TEXTE FOURNI -
───

A ces luttes spécifiquement prolétariennes s’ajoutent celles d’autres catégories de travailleurs et de couches pauvres. Les infirmières se sont également mobilisées pour l’amélioration de leurs conditions de travail. Les étudiants ont mené des journées de grève contre la privatisation du système éducatif.

Des paysans pauvres ont lutté pour obtenir les aides dues par l’État, et des pêcheurs contre un projet de construction d’un port qui menace les ressources halieutiques.

 

Syndicats et extrême-gauche: des obstacles aux luttes

 

L’organisation des masses prolétaires sur leur terrain et avec leurs objectifs, est ici comme ailleurs un urgent besoin.

Les syndicats ont détourné les luttes d’objectifs classistes. Ils ne se sont pas battus pour les intérêts ouvriers mais ont (dés)orienter les prolétaires en dénonçant le changement de propriétaires des entreprises (les privatisations) ou l’influence des intérêts économiques indiens ou chinois. Ni la nationalité ni le caractère public ou privé de l’exploiteur n’ont un quelconque intérêt pour les prolétaires. Un exploiteur est un exploiteur et il doit être combattu! Les prolétaires n’ont que leurs intérêts à défendre et pas ceux de l’entreprise ou de l’économie nationale!

───

EXTRAITS DES ENTRÉES -
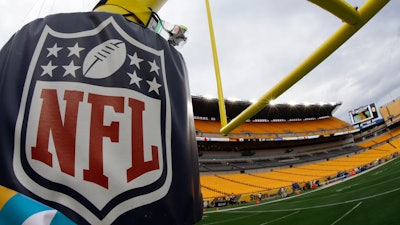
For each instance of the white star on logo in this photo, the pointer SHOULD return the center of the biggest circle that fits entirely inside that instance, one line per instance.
(70, 69)
(54, 50)
(154, 86)
(75, 50)
(154, 66)
(134, 78)
(48, 69)
(135, 60)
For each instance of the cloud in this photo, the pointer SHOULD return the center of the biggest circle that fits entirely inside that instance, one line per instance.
(260, 42)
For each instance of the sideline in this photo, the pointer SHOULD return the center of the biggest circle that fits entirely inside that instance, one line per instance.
(312, 191)
(347, 213)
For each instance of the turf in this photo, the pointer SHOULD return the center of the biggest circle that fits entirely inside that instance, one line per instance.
(371, 198)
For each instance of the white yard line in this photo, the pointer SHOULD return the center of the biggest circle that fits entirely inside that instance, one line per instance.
(347, 213)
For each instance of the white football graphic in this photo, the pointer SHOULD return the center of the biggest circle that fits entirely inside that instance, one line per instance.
(104, 59)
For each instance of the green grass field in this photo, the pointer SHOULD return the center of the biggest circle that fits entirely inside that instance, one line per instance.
(371, 198)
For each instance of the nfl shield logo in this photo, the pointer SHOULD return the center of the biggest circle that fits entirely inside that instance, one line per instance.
(93, 129)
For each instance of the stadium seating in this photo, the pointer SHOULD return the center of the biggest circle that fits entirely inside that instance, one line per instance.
(242, 183)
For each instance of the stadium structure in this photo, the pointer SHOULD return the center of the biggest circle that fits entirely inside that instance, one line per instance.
(287, 148)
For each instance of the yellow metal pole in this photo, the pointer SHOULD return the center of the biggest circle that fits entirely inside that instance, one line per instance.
(367, 11)
(340, 8)
(221, 100)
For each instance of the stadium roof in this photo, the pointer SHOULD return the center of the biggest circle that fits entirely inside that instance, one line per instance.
(205, 107)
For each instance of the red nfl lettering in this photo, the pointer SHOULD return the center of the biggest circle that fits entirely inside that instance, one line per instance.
(64, 134)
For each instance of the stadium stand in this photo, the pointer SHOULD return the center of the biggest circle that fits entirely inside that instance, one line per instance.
(281, 146)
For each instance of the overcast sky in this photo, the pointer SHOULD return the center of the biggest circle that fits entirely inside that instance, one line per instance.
(260, 41)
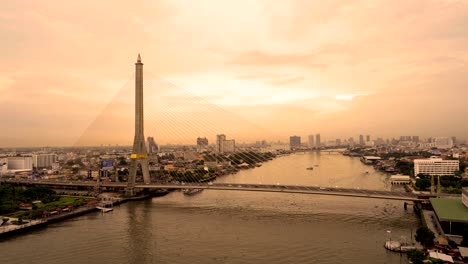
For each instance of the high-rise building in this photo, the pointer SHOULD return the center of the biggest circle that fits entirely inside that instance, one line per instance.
(454, 140)
(20, 163)
(139, 154)
(443, 142)
(202, 144)
(436, 166)
(223, 145)
(295, 141)
(318, 143)
(43, 160)
(338, 142)
(311, 142)
(152, 146)
(406, 138)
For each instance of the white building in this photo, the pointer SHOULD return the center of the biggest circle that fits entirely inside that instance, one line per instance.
(311, 142)
(19, 163)
(43, 160)
(229, 146)
(399, 179)
(443, 142)
(223, 145)
(436, 166)
(275, 148)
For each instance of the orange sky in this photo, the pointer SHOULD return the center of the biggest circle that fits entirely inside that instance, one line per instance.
(260, 69)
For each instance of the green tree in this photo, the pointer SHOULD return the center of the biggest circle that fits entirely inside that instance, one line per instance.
(425, 236)
(416, 256)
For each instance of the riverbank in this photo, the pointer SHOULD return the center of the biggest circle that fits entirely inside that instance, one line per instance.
(11, 229)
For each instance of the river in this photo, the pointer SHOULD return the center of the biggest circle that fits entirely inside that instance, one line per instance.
(234, 226)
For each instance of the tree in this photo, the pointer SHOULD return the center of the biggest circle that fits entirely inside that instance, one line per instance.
(416, 256)
(425, 236)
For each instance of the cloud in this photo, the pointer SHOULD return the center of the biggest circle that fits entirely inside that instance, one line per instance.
(260, 58)
(287, 81)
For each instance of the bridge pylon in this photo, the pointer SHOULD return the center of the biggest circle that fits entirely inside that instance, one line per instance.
(139, 154)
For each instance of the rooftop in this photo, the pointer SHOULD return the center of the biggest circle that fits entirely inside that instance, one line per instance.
(450, 209)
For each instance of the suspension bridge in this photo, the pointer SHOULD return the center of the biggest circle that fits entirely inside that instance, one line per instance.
(140, 157)
(273, 188)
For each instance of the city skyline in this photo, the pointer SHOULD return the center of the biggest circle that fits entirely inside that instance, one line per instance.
(313, 67)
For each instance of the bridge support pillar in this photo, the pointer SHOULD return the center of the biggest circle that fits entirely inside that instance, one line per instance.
(439, 189)
(130, 191)
(432, 184)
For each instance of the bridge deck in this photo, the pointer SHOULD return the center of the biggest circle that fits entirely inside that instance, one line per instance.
(349, 192)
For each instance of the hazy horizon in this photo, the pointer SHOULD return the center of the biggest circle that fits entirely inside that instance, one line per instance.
(253, 70)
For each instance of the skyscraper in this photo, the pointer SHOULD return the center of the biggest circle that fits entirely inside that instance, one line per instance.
(295, 141)
(139, 154)
(152, 146)
(223, 145)
(202, 144)
(220, 143)
(311, 142)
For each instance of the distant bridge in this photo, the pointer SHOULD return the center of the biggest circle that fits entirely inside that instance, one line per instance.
(348, 192)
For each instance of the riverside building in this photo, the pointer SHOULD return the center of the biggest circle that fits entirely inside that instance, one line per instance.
(436, 166)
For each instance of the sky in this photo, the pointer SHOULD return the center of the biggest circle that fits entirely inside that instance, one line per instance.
(254, 70)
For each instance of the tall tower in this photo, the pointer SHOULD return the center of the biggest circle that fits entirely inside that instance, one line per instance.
(139, 154)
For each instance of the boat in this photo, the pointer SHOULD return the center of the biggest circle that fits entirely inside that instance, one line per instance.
(398, 246)
(105, 207)
(191, 191)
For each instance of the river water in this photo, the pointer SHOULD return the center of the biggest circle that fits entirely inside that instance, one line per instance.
(234, 226)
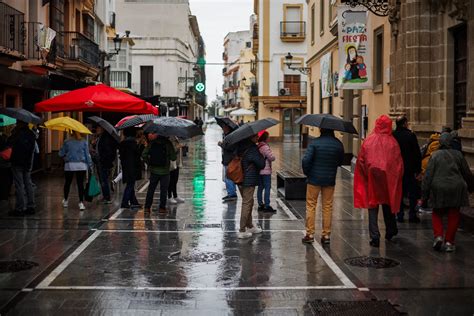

───

CONSIGNE - Résumez le texte fourni en deux phrases. Les entrées forment un matériau distinct du texte fourni.

RÉPONSE - Aux luttes prolétariennes s'ajoutent celles des infirmières pour leurs conditions de travail, des étudiants contre la privatisation du système éducatif, des paysans pauvres pour les aides dues par l'État et des pêcheurs contre un projet de port menaçant les ressources halieutiques. Les syndicats ont détourné ces luttes d'objectifs classistes en dénonçant les privatisations ou l'influence des intérêts indiens ou chinois, alors que les prolétaires n'ont que leurs propres intérêts à défendre.